Skip to content

O cristianismo que não morrerá

Gustavo Corção

As reflexões que no artigo de quinta-feira andamos fazendo, despertadas pela releitura de uma página de Chesterton, levam-nos à conclusão de que haverá arrefecimento do cristianismo todas as vezes que os homens se afligirem, se envergonharem ou se cansarem de o sentir tão incôngruo em relação ao curso da história, e daí tirarem a intenção de afeiçoá-lo àquele andamento.

**Dados fornecidos**.
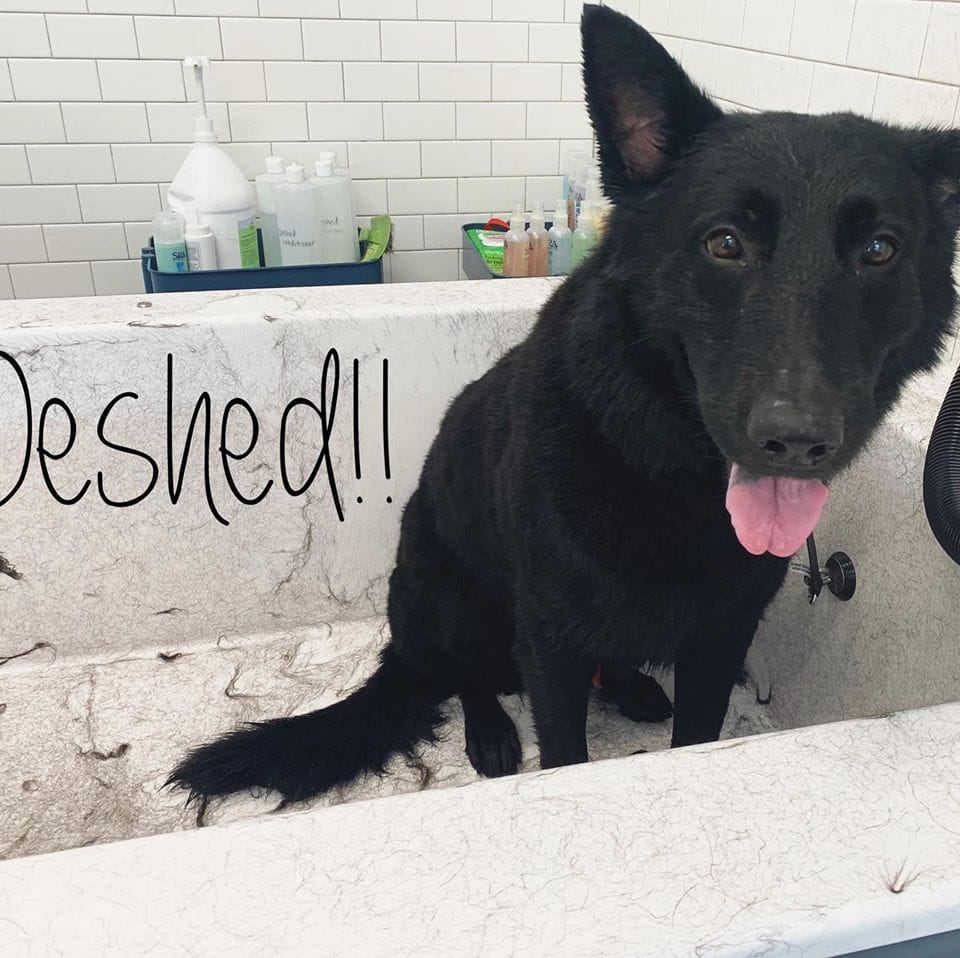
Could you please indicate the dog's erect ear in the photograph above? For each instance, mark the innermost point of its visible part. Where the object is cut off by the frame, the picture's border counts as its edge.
(644, 108)
(938, 153)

**Tarefas propostas**.
**A)** Com base no texto sobre o cristianismo, responda:
(i) Quem assina o texto?
(ii) De quem é a página cuja releitura despertou as reflexões?
(iii) Em que dia da semana saiu o artigo anterior a que o texto se refere?
**B)** Prossiga o texto sobre o cristianismo a partir da última frase apresentada.

**Lista de respostas**.
**A)**
(i) Gustavo Corção.
(ii) De Chesterton.
(iii) Na quinta-feira.

**B)**
A crise de nossos dias, a mais ampla e profunda de toda a história da Igreja, começou por um propósito de aggiornamento. O cristianismo estava envelhecido, a Igreja esclerosada, e o bravo mundo moderno passou a interessar-se prodigiosamente por sua renovação. Reformas... reformas... reformas... O pastor anglicano John Robinson, que andou por aqui a fazer conferências, escreveu um volume inteiro para explicar que hoje, na era espacial, não é possível ter a mesma idéia de Deus “fora de nós” tida e mantida pelos antigos. Eis o que diz na tradução portuguesa esse tipo bem representativo de nossa época: “Enquanto não tinham sido explorados, ou era possível explorar (por meio de radiotelescópios, se não com foguetões) os últimos recantos do Cosmos, ainda se podia localizar Deus mentalmente nalguma terra incógnita. Mas agora parece não haver lugar para Ele, não apenas na estalagem, mas em parte alguma do universo: é que já não há lugares vazios.”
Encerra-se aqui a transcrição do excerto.